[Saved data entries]
______________________________

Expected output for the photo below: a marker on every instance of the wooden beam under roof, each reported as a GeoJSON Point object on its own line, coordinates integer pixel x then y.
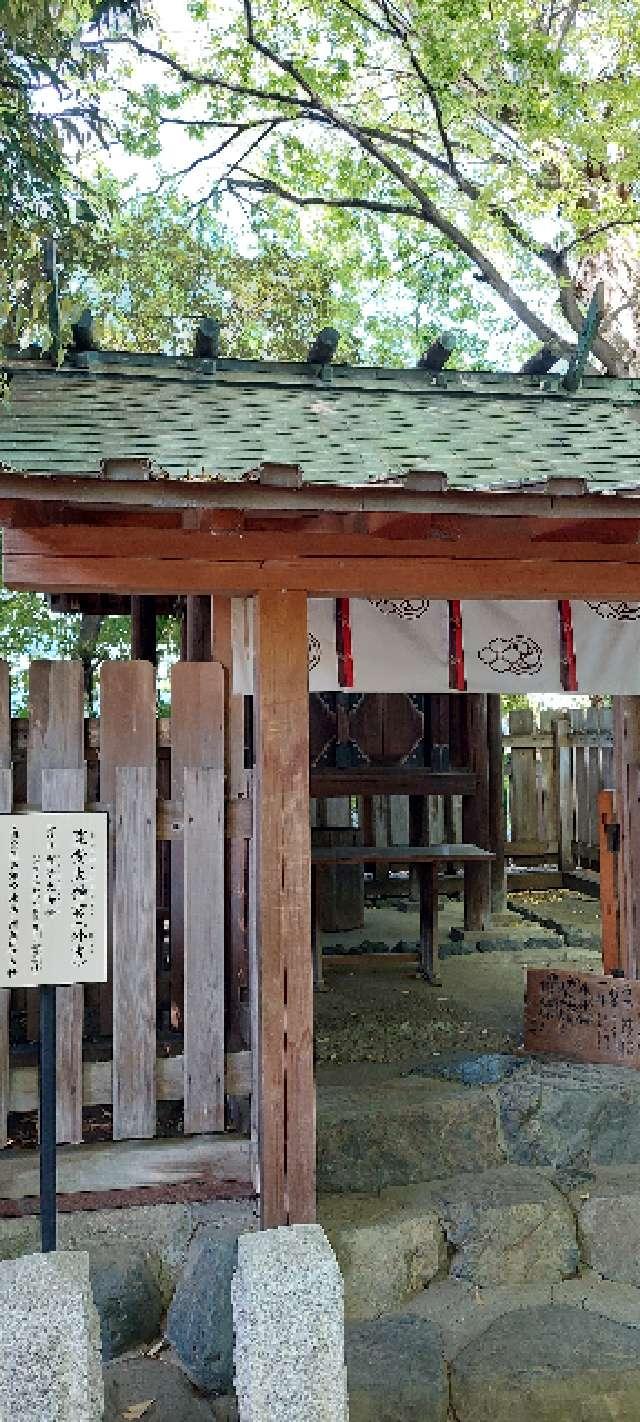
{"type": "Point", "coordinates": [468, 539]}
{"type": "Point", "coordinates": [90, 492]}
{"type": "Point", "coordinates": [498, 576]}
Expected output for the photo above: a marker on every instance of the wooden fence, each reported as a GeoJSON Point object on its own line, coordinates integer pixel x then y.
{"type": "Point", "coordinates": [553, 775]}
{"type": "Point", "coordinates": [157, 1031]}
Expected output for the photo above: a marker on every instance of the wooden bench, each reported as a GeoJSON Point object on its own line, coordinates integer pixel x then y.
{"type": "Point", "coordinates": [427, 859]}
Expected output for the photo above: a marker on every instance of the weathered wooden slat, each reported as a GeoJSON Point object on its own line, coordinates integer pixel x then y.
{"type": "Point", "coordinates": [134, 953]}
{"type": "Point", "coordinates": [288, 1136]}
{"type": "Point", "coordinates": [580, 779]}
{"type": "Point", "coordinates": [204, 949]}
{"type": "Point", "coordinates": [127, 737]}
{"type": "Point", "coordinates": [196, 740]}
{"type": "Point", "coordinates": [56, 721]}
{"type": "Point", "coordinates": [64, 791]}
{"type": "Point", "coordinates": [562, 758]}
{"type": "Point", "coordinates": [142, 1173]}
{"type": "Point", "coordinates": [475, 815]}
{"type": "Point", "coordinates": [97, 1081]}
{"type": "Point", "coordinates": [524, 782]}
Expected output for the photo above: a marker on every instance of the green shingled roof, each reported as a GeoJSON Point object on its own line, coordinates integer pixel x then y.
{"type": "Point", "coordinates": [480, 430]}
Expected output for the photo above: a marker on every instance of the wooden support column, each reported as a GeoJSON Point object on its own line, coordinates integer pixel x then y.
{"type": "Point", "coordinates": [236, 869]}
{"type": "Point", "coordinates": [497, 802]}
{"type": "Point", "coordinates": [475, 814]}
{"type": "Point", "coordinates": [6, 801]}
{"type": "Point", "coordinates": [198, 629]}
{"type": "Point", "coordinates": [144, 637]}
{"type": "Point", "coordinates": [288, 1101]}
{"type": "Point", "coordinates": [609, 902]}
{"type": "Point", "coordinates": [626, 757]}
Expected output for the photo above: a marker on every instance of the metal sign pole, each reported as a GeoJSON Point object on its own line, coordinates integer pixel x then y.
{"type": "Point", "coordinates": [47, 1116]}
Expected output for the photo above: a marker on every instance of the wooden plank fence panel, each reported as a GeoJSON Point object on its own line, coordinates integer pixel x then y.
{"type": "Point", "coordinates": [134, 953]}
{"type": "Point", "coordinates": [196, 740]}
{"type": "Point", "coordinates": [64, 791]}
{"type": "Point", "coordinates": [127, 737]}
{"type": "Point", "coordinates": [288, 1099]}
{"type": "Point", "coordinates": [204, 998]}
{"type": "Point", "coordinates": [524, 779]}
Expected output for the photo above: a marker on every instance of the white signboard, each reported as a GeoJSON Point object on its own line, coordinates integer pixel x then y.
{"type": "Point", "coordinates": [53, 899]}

______________________________

■ **Given instruction**
Pull every line of the records above out verbatim, leaving the pictures out of your answer.

■ **Reply to the exercise**
Expected output for the photo below: a marker on every instance of the wooden beam under roof, each reported as a GeoJSON Point object on its own line, coordinates integer pixel x then y.
{"type": "Point", "coordinates": [468, 539]}
{"type": "Point", "coordinates": [90, 492]}
{"type": "Point", "coordinates": [498, 576]}
Expected output for the photo above: a marker on every instance of the wooden fence, each reported as a GeoJSON Point object on its own line, coordinates integer pixel x then y.
{"type": "Point", "coordinates": [553, 775]}
{"type": "Point", "coordinates": [157, 1031]}
Expected output for the photo above: a marker on every instance of the wooden bench, each reported as a GeoJSON Point object on its own line, coordinates integer pixel x then y.
{"type": "Point", "coordinates": [427, 859]}
Expected output for the photo above: a marker on every instance of the weathered wooden slat, each reported as a GeoJSON Point object on its own line, coordinates integer pixel x then y.
{"type": "Point", "coordinates": [134, 953]}
{"type": "Point", "coordinates": [288, 1136]}
{"type": "Point", "coordinates": [580, 779]}
{"type": "Point", "coordinates": [204, 949]}
{"type": "Point", "coordinates": [127, 737]}
{"type": "Point", "coordinates": [196, 740]}
{"type": "Point", "coordinates": [56, 721]}
{"type": "Point", "coordinates": [64, 791]}
{"type": "Point", "coordinates": [562, 758]}
{"type": "Point", "coordinates": [142, 1173]}
{"type": "Point", "coordinates": [475, 815]}
{"type": "Point", "coordinates": [97, 1081]}
{"type": "Point", "coordinates": [524, 782]}
Expected output for the photo above: a marker on every instance of the green shingled roof, each reported as a GeoJSON Point object on its own line, coordinates integer pixel x then y.
{"type": "Point", "coordinates": [480, 430]}
Expected output for the photo above: a marker on every instance of the wooden support column, each reported as a GeoJSON Point object on its own line, coordinates integer pixel x then y.
{"type": "Point", "coordinates": [236, 869]}
{"type": "Point", "coordinates": [497, 802]}
{"type": "Point", "coordinates": [475, 814]}
{"type": "Point", "coordinates": [6, 801]}
{"type": "Point", "coordinates": [198, 629]}
{"type": "Point", "coordinates": [144, 637]}
{"type": "Point", "coordinates": [288, 1101]}
{"type": "Point", "coordinates": [609, 902]}
{"type": "Point", "coordinates": [626, 757]}
Expected output for the photo above: a marker on every instance of the metal sign pole, each reported as a GeoJSON Point object on its own line, coordinates integer pixel x then y.
{"type": "Point", "coordinates": [47, 1116]}
Expected output for the photo above: a marker on every instance of the wooden plank fence panel, each reported as a GeoJSON Point object on its own line, coordinates integer pixel x then y.
{"type": "Point", "coordinates": [134, 953]}
{"type": "Point", "coordinates": [196, 740]}
{"type": "Point", "coordinates": [64, 791]}
{"type": "Point", "coordinates": [127, 737]}
{"type": "Point", "coordinates": [288, 1099]}
{"type": "Point", "coordinates": [204, 998]}
{"type": "Point", "coordinates": [524, 779]}
Expected output for the photo above: a marker on every instance of the white signboard, each reported as a GeoJSON Point object on its own line, coordinates integer pixel x then y.
{"type": "Point", "coordinates": [53, 899]}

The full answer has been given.